### Exercise prompt:
Please reproduce exactly the line that carries "positive clicks: (1232, 652)" and all remaining lines through the last line of the data, and write nothing else.

++++ Recorded data

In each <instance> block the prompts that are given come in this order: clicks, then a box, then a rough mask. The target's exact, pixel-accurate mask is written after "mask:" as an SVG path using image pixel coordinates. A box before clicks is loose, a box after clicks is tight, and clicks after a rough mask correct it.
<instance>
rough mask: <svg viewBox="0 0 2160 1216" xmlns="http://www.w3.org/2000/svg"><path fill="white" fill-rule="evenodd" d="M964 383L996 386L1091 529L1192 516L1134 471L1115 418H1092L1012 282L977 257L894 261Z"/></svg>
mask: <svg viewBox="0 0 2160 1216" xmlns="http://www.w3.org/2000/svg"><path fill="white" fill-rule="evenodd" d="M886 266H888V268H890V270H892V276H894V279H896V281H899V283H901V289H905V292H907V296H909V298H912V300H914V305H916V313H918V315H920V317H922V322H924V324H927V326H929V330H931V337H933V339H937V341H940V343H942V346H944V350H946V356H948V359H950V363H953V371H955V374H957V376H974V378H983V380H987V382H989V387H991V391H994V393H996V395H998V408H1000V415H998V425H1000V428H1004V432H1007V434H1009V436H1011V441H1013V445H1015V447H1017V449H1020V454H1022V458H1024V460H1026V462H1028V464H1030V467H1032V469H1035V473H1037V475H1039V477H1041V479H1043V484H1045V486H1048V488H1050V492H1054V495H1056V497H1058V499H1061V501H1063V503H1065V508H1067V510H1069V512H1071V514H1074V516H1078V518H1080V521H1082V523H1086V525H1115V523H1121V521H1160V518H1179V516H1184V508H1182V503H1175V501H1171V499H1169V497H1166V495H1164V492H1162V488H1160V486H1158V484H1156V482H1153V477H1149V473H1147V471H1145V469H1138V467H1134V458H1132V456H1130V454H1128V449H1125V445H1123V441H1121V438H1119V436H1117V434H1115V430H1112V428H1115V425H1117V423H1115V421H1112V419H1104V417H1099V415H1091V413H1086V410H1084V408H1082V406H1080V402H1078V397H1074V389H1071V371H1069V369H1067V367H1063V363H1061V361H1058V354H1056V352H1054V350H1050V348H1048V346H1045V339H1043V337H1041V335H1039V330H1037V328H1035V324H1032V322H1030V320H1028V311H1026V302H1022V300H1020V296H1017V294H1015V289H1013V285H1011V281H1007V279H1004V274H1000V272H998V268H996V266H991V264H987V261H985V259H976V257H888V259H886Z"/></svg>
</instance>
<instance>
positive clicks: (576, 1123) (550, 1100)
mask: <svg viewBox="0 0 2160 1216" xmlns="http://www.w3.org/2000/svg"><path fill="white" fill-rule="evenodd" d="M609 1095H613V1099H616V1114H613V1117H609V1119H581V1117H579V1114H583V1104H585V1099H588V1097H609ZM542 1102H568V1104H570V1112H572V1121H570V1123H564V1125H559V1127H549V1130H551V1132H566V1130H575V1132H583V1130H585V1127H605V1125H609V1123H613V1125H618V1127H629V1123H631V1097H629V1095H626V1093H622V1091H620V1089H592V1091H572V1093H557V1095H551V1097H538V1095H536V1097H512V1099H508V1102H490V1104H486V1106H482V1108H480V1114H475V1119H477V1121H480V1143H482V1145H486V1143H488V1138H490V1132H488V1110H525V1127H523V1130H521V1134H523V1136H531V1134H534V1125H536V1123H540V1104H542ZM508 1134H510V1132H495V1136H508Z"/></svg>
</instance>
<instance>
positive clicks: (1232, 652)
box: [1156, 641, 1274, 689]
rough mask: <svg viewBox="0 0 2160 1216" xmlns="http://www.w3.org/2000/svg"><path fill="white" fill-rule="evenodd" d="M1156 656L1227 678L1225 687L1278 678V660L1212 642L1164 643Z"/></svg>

++++++++

### Response box:
positive clicks: (1232, 652)
box: [1156, 641, 1274, 689]
rough mask: <svg viewBox="0 0 2160 1216" xmlns="http://www.w3.org/2000/svg"><path fill="white" fill-rule="evenodd" d="M1156 656L1227 678L1225 687L1278 678V660L1212 642L1164 643Z"/></svg>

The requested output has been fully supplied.